*** Opening of PAGE EXCERPT ***
The New Jersey gubernatorial race is down to Phil Murphy (D), a former Goldman Sachs executive and US ambassador to Germany, and Kim Guadagno (R), currently second in command serving as the lieutenant governor in Chris Christie’s administration.
While the two disagree on nearly every issue facing the Garden State, they concur that Atlantic City’s monopoly on gambling should come to an end.
During this week’s final debate before the November 7 election to decide who will replace Christie after eight years, Murphy and Guadagno said gambling should be expanded to northern parts of the state. If that doesn’t happen, both candidates opined that casinos will continue to encroach on North Jersey, most likely across the Hudson River in New York City.
“If it’s not in North Jersey, before we know it, it will be on the west side of Manhattan,” Murphy opined. “I’d rather that gaming, and those jobs created, be in New Jersey.”
*** Close of PAGE EXCERPT ***
- [WHAT TO DO] Copy the article on the New Jersey governor's race and casino expansion word for word, in full.
*** Opening of COLLECTED DATA ***
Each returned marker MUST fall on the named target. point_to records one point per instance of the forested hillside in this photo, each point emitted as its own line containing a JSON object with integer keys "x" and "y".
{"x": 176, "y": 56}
*** Close of COLLECTED DATA ***
- [ANSWER FOR THIS EXERCISE]
The New Jersey gubernatorial race is down to Phil Murphy (D), a former Goldman Sachs executive and US ambassador to Germany, and Kim Guadagno (R), currently second in command serving as the lieutenant governor in Chris Christie’s administration.
While the two disagree on nearly every issue facing the Garden State, they concur that Atlantic City’s monopoly on gambling should come to an end.
During this week’s final debate before the November 7 election to decide who will replace Christie after eight years, Murphy and Guadagno said gambling should be expanded to northern parts of the state. If that doesn’t happen, both candidates opined that casinos will continue to encroach on North Jersey, most likely across the Hudson River in New York City.
“If it’s not in North Jersey, before we know it, it will be on the west side of Manhattan,” Murphy opined. “I’d rather that gaming, and those jobs created, be in New Jersey.”